■ **WHAT THE TASK REQUIRES**
For the word "cloud", search the records and show each line in which it occurs.

(INPUT FOR THIS TASK Opens)

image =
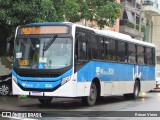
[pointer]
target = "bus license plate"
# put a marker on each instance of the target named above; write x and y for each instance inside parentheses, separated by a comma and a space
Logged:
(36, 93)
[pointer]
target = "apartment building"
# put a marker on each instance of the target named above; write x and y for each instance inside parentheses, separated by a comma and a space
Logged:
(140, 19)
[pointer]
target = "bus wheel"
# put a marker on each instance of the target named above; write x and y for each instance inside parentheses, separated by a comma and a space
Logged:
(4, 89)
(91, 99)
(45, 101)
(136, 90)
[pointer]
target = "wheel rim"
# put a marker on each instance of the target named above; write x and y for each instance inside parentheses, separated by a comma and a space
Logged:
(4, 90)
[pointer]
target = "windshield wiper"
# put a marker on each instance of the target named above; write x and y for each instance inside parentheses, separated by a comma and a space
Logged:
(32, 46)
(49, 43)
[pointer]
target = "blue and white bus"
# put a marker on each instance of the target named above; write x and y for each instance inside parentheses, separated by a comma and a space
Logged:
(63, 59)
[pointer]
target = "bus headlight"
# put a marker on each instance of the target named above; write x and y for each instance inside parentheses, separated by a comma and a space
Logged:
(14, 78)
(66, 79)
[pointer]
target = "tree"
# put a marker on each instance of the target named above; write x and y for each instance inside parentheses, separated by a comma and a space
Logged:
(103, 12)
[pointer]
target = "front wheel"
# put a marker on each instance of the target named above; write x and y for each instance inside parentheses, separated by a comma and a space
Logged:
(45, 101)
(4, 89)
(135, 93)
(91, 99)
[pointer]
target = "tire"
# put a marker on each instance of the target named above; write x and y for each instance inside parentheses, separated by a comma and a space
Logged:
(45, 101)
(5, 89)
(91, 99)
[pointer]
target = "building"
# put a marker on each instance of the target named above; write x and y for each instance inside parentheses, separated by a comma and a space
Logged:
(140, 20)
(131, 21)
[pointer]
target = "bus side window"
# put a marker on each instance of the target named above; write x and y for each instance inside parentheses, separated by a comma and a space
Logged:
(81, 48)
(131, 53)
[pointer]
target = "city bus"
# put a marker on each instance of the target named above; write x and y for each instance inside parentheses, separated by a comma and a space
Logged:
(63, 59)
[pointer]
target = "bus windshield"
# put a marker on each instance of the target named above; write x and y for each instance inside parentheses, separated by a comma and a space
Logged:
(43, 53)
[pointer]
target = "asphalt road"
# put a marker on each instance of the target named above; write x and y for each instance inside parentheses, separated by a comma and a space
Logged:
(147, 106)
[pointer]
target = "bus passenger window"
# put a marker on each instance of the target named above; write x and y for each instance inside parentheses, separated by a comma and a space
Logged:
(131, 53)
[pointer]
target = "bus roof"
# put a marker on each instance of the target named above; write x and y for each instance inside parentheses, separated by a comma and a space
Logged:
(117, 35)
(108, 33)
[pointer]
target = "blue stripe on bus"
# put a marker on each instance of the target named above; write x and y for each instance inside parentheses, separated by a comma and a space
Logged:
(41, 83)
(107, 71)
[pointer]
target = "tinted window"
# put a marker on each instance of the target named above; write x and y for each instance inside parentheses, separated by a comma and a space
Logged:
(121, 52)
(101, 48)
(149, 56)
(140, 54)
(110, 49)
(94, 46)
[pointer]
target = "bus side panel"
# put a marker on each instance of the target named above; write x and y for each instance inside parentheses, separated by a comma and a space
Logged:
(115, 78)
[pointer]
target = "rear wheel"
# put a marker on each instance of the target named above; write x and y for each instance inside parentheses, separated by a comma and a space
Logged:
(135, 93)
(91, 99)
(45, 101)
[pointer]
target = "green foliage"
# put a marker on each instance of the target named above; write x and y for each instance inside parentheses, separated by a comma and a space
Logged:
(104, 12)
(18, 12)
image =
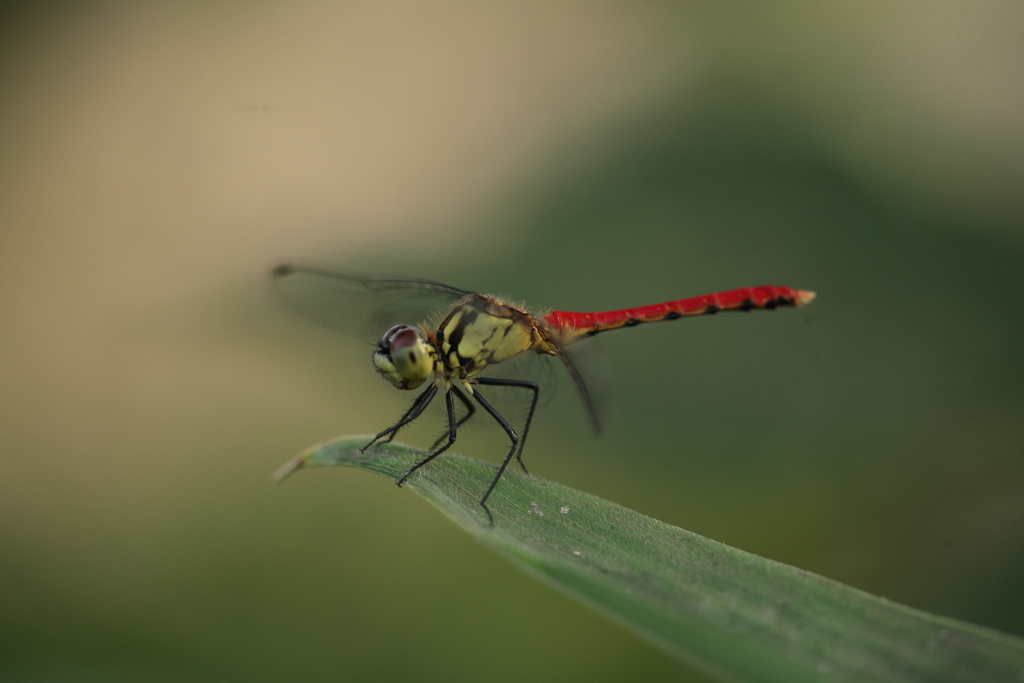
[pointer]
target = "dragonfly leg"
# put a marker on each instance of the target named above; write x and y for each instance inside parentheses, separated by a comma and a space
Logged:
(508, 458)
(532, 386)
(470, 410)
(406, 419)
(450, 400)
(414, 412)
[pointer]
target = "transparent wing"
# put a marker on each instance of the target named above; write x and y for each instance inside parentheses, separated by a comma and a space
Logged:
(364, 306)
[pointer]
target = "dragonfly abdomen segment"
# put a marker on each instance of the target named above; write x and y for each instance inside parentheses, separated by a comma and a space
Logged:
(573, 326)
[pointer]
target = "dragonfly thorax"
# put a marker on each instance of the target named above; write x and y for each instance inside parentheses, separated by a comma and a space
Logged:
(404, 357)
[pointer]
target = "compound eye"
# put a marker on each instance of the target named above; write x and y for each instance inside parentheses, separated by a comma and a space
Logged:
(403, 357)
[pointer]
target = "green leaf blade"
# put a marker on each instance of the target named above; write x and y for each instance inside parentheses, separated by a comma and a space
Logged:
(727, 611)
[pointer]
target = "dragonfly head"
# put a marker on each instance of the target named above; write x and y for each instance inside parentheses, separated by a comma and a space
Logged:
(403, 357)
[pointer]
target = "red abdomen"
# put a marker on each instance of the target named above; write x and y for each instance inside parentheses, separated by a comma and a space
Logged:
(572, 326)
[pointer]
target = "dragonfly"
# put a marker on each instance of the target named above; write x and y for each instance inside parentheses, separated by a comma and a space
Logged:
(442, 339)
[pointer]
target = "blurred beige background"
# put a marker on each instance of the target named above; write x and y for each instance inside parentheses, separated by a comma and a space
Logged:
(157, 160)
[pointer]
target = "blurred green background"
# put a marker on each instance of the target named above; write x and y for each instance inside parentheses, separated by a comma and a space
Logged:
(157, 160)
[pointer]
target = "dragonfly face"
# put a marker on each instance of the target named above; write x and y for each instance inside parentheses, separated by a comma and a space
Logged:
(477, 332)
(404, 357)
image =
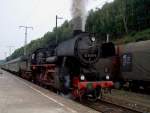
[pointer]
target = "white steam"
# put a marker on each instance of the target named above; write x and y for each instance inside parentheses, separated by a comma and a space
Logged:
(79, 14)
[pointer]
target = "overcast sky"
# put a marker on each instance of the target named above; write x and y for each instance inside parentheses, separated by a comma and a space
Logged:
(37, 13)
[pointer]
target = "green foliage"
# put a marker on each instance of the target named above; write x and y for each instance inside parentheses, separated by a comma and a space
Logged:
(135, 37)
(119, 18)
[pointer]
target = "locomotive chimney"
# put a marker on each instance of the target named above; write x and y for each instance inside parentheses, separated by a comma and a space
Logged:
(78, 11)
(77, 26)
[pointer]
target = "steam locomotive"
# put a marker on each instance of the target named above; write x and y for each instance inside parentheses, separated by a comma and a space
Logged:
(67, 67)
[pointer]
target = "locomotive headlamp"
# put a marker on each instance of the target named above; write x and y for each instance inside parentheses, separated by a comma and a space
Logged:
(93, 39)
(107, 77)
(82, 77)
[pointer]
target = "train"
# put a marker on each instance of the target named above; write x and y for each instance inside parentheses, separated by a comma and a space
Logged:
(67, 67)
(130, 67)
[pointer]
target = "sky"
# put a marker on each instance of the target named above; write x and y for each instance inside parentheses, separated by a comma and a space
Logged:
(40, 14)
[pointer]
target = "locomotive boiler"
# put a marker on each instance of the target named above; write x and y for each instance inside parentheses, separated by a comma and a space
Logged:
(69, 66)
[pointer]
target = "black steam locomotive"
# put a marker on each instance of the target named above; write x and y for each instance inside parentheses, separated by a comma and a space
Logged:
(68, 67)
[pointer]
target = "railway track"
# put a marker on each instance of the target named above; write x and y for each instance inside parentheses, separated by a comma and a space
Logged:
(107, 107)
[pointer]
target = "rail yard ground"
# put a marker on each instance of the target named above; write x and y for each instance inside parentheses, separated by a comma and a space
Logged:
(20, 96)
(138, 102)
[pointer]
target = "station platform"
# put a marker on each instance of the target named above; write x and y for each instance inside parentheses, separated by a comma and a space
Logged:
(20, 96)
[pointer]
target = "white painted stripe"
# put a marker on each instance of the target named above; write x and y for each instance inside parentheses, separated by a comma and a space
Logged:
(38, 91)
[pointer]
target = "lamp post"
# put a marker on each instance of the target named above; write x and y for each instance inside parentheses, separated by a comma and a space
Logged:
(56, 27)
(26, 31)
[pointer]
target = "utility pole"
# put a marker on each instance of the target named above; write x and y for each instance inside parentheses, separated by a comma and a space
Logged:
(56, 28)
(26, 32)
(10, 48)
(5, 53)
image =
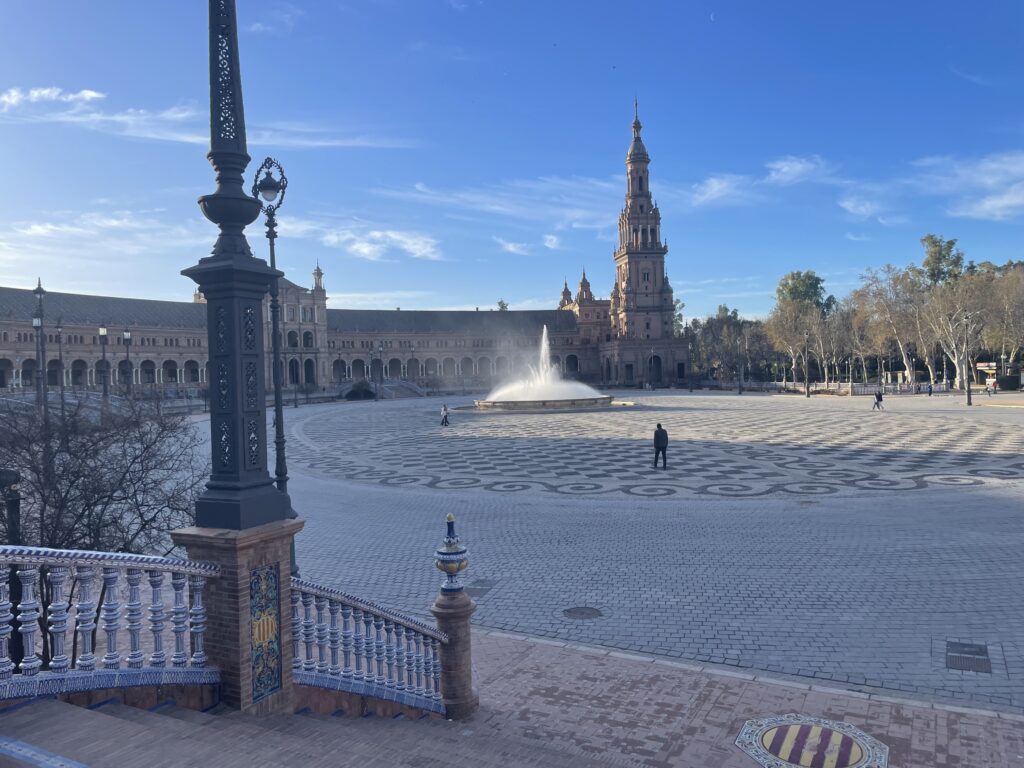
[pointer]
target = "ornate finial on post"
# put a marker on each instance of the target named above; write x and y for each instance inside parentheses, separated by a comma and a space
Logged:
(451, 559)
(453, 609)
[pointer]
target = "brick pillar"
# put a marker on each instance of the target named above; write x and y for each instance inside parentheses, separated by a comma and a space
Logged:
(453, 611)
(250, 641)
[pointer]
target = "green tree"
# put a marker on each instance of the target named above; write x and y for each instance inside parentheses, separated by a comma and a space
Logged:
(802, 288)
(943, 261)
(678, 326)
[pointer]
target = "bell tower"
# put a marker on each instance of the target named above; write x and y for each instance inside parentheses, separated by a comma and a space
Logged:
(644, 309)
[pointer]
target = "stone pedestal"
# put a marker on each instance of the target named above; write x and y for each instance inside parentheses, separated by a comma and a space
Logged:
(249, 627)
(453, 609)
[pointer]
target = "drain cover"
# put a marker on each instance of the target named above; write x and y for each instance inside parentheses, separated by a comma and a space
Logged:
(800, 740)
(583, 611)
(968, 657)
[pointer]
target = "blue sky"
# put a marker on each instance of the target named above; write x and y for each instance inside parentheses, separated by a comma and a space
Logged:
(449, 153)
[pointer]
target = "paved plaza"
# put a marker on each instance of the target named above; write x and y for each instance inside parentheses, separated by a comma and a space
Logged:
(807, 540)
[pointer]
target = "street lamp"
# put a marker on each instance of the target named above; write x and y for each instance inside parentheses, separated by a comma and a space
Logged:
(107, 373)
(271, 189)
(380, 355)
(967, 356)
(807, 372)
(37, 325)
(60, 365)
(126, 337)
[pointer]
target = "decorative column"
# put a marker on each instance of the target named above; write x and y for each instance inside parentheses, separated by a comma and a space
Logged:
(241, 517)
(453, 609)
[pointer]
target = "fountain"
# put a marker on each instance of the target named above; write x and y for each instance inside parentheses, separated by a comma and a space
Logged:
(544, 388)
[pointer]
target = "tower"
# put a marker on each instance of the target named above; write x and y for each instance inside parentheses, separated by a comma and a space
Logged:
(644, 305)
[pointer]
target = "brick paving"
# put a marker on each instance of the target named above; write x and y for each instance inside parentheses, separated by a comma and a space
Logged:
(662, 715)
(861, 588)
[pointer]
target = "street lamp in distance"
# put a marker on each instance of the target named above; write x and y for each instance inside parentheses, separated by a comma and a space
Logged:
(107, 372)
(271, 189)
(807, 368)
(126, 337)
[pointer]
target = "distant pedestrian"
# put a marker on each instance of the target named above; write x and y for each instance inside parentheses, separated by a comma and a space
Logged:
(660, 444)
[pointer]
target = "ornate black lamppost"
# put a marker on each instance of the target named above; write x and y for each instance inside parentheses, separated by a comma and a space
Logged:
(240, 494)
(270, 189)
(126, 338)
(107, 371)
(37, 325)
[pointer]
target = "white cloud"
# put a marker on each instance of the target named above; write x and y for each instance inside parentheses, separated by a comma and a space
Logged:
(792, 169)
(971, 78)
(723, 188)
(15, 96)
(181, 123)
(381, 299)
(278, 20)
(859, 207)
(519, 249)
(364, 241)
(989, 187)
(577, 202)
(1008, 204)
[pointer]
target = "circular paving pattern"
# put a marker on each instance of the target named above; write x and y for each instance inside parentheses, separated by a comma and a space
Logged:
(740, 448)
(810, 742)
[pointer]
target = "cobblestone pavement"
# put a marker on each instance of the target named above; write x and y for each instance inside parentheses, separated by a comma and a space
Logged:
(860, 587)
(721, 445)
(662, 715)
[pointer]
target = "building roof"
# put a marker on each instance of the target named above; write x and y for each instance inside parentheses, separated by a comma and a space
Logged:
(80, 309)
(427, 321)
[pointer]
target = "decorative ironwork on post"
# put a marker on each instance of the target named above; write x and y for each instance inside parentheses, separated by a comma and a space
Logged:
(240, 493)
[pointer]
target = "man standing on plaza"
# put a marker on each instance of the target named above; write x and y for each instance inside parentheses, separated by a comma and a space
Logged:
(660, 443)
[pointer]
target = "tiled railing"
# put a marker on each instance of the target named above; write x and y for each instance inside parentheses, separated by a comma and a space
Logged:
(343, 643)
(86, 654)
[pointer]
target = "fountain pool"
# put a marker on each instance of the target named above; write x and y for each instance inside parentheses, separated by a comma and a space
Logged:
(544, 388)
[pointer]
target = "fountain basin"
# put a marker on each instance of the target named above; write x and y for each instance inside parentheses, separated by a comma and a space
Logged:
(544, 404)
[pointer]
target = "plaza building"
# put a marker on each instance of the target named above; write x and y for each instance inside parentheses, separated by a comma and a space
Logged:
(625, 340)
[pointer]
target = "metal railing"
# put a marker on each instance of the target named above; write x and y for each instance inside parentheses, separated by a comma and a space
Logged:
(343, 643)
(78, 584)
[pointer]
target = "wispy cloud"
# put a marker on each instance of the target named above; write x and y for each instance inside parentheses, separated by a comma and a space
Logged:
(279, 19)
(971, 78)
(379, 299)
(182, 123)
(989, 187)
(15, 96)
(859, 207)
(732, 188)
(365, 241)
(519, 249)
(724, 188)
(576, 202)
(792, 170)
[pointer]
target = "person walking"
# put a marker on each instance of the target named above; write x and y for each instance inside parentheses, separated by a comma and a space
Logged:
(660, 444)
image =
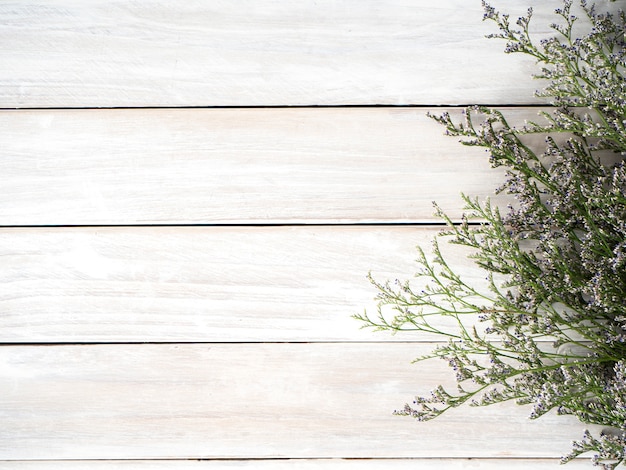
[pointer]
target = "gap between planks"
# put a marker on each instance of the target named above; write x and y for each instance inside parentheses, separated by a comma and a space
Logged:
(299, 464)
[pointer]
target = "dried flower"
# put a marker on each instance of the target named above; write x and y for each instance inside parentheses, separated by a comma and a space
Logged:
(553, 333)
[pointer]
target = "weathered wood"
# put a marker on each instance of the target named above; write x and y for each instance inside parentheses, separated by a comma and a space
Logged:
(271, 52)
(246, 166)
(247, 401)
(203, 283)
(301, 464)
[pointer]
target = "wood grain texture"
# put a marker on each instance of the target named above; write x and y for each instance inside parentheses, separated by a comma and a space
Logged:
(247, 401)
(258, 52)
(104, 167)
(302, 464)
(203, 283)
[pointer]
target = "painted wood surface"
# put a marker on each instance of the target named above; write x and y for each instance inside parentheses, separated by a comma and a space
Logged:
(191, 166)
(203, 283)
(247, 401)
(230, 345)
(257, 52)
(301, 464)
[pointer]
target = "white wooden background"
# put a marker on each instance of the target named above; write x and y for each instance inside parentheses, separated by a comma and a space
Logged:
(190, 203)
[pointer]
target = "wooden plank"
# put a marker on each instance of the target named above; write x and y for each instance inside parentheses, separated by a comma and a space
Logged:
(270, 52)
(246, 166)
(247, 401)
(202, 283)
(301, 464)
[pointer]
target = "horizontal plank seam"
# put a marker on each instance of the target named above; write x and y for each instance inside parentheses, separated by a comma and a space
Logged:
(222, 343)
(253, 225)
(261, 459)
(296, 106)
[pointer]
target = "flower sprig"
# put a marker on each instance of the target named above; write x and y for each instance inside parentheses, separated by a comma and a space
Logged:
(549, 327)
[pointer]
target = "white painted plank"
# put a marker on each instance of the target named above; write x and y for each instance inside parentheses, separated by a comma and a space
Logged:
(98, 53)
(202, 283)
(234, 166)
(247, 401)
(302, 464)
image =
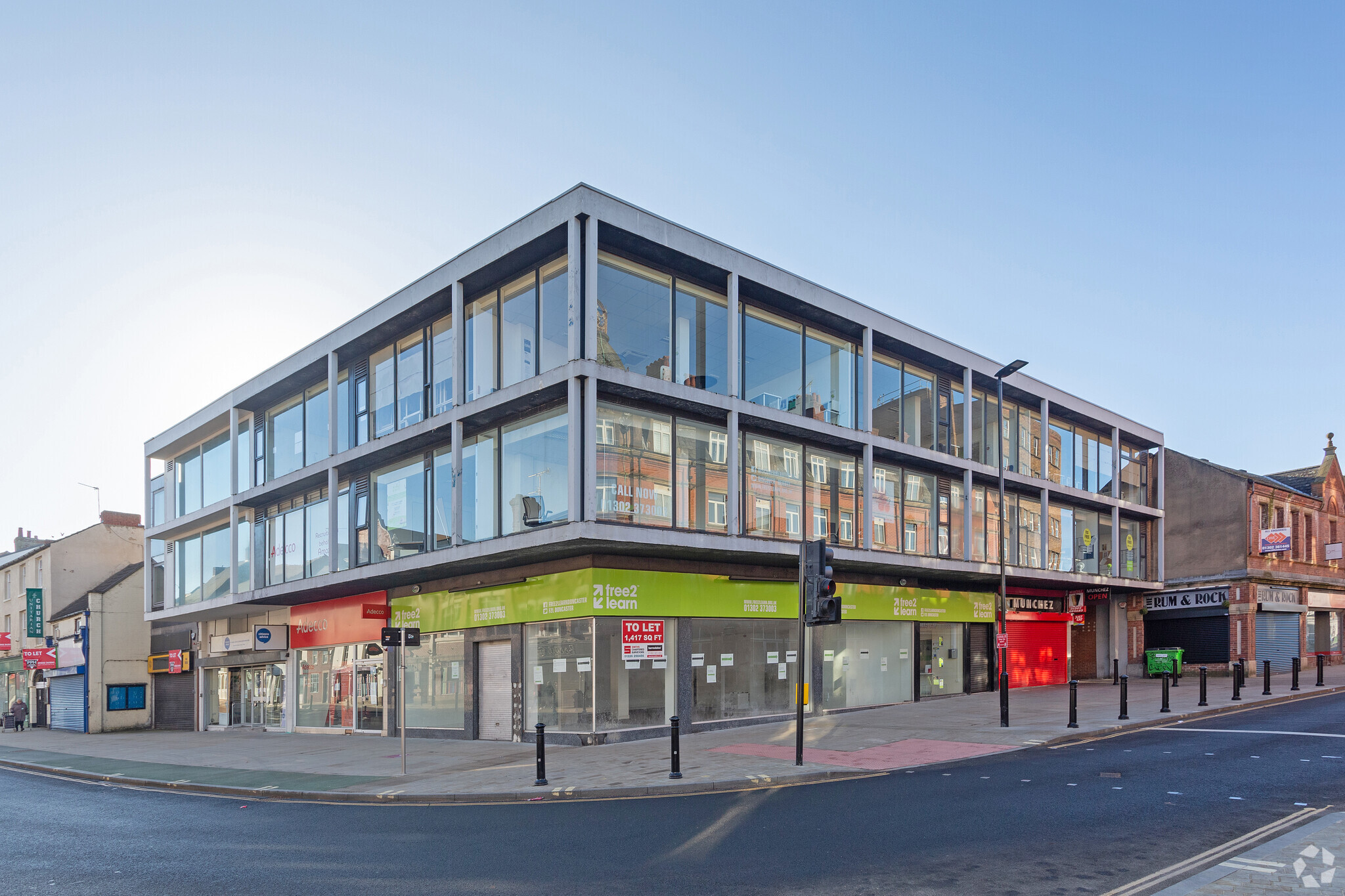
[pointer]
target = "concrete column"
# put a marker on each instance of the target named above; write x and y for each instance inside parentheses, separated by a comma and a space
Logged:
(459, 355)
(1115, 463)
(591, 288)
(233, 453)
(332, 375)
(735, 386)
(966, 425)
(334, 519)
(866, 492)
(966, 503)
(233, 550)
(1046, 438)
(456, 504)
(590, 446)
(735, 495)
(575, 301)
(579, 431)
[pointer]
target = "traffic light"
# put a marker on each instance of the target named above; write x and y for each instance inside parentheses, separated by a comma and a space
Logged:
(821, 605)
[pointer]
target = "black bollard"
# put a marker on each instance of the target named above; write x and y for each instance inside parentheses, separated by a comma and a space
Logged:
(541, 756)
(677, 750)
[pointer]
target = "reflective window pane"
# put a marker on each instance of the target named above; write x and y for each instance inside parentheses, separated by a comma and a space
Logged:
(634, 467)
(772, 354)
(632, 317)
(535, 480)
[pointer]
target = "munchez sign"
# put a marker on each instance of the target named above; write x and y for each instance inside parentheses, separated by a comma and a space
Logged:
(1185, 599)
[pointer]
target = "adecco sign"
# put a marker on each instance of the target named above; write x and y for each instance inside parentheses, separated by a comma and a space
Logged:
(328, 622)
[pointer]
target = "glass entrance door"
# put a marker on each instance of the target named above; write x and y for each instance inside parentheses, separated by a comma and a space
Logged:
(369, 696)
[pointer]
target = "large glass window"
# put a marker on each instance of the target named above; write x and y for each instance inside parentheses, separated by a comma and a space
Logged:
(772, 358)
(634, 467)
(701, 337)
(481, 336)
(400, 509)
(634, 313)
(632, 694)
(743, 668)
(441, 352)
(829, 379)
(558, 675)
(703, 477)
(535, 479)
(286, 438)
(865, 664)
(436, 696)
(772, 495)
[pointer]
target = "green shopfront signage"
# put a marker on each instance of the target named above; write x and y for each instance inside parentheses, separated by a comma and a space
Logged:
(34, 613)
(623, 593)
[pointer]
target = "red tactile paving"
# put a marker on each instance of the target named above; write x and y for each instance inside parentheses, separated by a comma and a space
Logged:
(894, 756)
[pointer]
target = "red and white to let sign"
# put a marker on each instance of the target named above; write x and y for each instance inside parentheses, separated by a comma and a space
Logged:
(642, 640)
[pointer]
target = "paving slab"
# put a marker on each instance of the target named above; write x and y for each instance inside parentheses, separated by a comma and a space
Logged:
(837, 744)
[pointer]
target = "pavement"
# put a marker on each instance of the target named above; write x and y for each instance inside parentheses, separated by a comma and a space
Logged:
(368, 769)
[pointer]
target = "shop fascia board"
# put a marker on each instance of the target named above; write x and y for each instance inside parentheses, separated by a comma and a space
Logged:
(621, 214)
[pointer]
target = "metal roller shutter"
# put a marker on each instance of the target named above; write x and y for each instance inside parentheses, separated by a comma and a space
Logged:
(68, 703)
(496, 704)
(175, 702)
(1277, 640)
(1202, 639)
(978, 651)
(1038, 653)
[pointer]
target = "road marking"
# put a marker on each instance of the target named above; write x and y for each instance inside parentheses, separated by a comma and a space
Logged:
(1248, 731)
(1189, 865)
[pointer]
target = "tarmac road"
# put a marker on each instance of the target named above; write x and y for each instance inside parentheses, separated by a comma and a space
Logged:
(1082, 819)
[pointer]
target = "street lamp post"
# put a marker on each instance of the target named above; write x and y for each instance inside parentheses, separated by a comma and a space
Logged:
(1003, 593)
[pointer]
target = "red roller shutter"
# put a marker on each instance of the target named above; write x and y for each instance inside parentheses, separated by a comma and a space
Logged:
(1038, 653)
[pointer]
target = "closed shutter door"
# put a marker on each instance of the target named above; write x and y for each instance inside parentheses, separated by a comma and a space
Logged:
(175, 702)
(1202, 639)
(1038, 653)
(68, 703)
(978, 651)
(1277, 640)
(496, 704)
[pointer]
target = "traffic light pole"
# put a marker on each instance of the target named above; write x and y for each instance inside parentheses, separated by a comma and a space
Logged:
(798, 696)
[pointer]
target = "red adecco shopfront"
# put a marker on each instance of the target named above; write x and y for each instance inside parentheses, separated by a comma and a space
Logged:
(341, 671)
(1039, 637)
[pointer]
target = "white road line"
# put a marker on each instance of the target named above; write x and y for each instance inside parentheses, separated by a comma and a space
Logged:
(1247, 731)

(INPUT FOR THIS TASK Closes)

■ **TASK RESPONSE**
target = "white cloud"
target = "wispy cloud"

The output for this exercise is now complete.